_Working data_:
···

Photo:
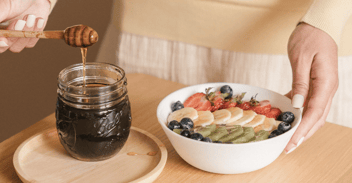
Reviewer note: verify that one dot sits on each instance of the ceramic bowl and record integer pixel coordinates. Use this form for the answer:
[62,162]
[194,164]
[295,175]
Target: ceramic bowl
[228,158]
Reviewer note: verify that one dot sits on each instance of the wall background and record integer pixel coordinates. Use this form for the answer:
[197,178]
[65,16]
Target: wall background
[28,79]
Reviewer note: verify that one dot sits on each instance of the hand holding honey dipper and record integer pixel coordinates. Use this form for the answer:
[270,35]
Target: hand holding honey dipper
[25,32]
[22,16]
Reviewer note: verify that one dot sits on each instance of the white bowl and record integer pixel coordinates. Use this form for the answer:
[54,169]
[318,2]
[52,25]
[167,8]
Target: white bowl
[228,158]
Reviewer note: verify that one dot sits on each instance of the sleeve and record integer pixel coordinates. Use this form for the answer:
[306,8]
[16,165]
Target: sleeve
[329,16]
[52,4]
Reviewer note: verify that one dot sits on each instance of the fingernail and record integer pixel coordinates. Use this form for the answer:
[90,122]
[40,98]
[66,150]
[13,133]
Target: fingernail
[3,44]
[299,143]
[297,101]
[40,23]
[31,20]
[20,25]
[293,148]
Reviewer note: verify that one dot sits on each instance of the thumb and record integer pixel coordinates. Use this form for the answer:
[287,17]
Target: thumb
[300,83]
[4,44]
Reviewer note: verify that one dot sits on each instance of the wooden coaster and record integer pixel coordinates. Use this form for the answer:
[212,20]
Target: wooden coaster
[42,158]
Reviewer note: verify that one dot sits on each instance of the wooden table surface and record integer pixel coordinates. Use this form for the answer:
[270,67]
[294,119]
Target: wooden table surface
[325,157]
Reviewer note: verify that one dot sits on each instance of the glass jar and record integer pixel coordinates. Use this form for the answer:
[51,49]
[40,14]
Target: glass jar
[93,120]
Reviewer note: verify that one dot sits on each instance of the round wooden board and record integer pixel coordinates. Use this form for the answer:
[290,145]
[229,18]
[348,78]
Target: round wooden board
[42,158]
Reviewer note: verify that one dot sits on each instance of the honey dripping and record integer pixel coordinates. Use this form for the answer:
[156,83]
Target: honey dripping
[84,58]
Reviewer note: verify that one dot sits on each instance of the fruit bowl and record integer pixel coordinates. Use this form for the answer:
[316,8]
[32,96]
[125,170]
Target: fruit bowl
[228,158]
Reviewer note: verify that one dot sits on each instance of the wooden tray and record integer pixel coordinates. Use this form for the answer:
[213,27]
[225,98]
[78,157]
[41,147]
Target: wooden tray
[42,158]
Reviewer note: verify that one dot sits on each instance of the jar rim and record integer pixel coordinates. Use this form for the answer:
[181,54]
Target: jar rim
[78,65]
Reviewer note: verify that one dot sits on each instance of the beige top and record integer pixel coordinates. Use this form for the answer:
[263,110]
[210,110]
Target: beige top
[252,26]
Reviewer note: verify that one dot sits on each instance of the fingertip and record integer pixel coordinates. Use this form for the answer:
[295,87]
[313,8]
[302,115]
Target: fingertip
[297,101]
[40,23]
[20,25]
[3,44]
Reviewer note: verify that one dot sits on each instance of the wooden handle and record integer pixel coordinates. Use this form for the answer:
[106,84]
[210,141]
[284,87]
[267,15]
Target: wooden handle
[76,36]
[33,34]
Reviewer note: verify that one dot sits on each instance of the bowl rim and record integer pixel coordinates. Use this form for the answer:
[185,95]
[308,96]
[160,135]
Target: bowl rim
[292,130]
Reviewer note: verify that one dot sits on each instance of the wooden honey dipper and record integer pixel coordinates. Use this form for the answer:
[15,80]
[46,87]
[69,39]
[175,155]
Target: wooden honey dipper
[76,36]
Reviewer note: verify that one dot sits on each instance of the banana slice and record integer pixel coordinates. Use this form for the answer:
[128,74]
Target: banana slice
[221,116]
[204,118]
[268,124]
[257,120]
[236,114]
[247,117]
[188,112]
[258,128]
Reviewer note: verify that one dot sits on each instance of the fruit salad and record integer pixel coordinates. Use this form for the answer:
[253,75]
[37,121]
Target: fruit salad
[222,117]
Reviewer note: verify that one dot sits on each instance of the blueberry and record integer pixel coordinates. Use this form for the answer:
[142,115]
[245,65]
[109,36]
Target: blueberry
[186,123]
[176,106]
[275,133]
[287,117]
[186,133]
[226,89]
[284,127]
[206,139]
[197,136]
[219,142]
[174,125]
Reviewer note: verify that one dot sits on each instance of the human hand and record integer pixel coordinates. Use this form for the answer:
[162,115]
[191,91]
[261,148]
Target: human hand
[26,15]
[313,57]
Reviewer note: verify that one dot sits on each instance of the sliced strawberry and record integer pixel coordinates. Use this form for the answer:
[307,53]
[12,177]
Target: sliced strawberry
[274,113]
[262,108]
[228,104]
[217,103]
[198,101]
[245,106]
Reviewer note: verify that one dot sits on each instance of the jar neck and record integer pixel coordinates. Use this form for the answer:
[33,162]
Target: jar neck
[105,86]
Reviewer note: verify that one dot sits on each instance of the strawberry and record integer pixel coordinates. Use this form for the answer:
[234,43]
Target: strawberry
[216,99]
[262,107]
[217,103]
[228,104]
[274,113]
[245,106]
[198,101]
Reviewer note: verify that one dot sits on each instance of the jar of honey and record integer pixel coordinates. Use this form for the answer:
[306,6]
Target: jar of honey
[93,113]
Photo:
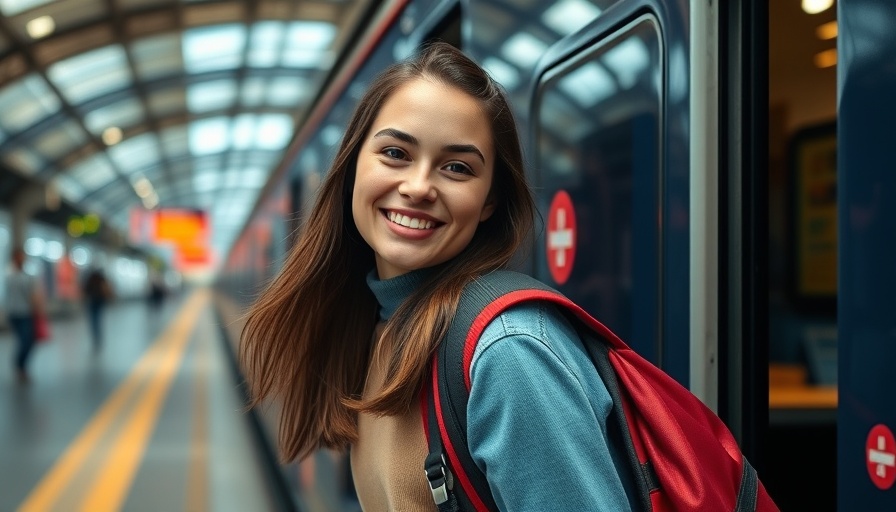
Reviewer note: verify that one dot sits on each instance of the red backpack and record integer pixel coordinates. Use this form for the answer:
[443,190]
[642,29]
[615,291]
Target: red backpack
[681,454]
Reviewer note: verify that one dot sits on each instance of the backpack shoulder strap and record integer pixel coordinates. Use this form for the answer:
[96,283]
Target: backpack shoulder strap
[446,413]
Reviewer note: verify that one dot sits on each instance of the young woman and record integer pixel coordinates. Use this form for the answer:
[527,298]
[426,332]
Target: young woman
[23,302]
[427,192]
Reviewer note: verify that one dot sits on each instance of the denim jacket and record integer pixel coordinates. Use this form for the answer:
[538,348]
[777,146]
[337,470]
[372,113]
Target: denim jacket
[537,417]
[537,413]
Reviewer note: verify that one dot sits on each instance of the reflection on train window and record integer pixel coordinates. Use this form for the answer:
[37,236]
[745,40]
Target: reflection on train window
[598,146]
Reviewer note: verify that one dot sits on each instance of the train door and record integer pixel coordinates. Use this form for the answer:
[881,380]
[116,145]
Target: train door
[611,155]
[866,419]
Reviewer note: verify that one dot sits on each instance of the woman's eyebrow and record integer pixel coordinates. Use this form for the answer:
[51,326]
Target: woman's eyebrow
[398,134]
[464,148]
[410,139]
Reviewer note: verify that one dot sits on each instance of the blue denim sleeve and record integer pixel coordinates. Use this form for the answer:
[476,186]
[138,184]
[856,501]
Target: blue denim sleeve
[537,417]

···

_Goal_:
Reproduce nothing but the lines from the line containing "of the train" to the last line of the data, each exactly as written.

_Solution to the exercise_:
Reviewer note: verify that one dot sits on each instance of the train door and record integer pixel coordinates. Use this form for the answer:
[881,380]
[116,145]
Target: train door
[611,155]
[866,419]
Reviewer note: verify that one dot sits on each instance of the woman's eyebrow and record integer pixel coordinates. Use this form for the answer:
[51,326]
Target: woman's eyebrow
[398,134]
[464,148]
[410,139]
Reviewer note: verify that one dot sits on each instance of the blue denim sleeve and record integer pixel coordinates. Use this form for the answer:
[476,186]
[138,184]
[856,501]
Target: blue denim sleeve
[537,417]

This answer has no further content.